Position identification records
start

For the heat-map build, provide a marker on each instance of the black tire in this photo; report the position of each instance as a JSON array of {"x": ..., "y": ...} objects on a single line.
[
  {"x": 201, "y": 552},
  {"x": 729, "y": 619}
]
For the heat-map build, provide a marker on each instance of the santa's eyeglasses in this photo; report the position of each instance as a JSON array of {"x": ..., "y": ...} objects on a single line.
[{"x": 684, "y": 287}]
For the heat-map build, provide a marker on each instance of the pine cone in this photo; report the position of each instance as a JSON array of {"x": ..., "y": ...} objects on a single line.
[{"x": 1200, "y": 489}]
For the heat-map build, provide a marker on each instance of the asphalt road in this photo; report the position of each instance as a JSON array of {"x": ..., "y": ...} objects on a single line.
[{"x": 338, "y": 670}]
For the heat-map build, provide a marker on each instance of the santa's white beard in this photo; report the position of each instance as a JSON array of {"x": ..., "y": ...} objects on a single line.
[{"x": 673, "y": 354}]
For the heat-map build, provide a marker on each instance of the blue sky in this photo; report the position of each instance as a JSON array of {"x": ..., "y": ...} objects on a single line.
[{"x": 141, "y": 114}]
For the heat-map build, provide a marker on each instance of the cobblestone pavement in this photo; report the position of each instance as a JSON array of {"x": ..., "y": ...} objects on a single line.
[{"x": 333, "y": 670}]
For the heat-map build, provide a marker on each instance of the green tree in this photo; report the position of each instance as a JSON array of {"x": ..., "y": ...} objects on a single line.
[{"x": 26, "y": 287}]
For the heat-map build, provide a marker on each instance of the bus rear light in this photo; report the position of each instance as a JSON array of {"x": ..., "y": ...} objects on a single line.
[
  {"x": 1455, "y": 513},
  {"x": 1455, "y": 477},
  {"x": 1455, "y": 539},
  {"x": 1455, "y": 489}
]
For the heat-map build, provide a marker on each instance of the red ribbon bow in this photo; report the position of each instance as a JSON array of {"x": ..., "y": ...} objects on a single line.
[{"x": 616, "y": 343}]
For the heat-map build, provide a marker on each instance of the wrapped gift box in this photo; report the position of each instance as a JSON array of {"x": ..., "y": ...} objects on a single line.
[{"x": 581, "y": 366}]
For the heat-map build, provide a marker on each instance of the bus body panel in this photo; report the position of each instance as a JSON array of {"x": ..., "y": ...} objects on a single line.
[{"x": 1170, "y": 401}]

end

Reproduce all the data word for word.

For the heat-map build, provide a marker on each instance of the black tire in this photo; report the position of each instance as a JSON array of {"x": ..., "y": ...} objects on a single line.
[
  {"x": 201, "y": 552},
  {"x": 729, "y": 619}
]
For the heat-map build, provide a marker on each instance of the santa's eyeglasses in this photo; report the position of each instance as a JSON array of {"x": ..., "y": ...} objects on a single line.
[{"x": 684, "y": 287}]
For the heat-map build, provide a marker on each instance of the pine cone in this photo; report the position of each instance as a JSON array of {"x": ..., "y": ...} objects on a single line.
[{"x": 1200, "y": 489}]
For the heat-map build, provide a marker on each instance of the asphalt road in this photo; report the position of each instance as a JSON array of {"x": ..., "y": ...} objects on a single line.
[{"x": 338, "y": 670}]
For the heat-map build, provide a marker on each instance of the santa's white beard in this photo; report the position of each instance as a JSON array of {"x": ..., "y": ...} objects on a single line.
[{"x": 673, "y": 354}]
For the heat-map build, provide a marker on each instance of the blue sky in this photo; report the position of each instance as a JSON array of {"x": ..., "y": ...} objects on a single line.
[{"x": 141, "y": 114}]
For the heat-map build, provide a marker on each instance of the cobblestone pavement in this photo; report the position of each instance as a JSON array of {"x": ..., "y": ...} objects on a single line.
[{"x": 333, "y": 670}]
For the heat-map build, provide a marker on each instance of the green tree in this photo; report the position of each instance as a JSON array of {"x": ..., "y": ...} objects on a single line.
[{"x": 26, "y": 287}]
For the heat-map build, provide a marker on each instance of the bus rear light in this photo; report the position of each instance as a JSON array of {"x": ..., "y": ...} objects on a single line.
[
  {"x": 1455, "y": 513},
  {"x": 1455, "y": 477},
  {"x": 1455, "y": 539},
  {"x": 1455, "y": 489}
]
For the heat-map build, provide a marker on each instance of the red ribbon bow in this photo; report the position of each instance as a JSON array of {"x": ..., "y": ...} objects on a single line.
[{"x": 616, "y": 343}]
For the heat-map build, provide a marker on each instance of the wrapped gift box in this photo; report the position of each instance as a JSON array of {"x": ..., "y": ...} objects on a single line.
[{"x": 581, "y": 366}]
For the heat-map build, provide a marker on each instance of the bus body panel in this photo; report the position of each instance as a JSON array of {"x": ..., "y": ...} objects on a single line.
[{"x": 1170, "y": 401}]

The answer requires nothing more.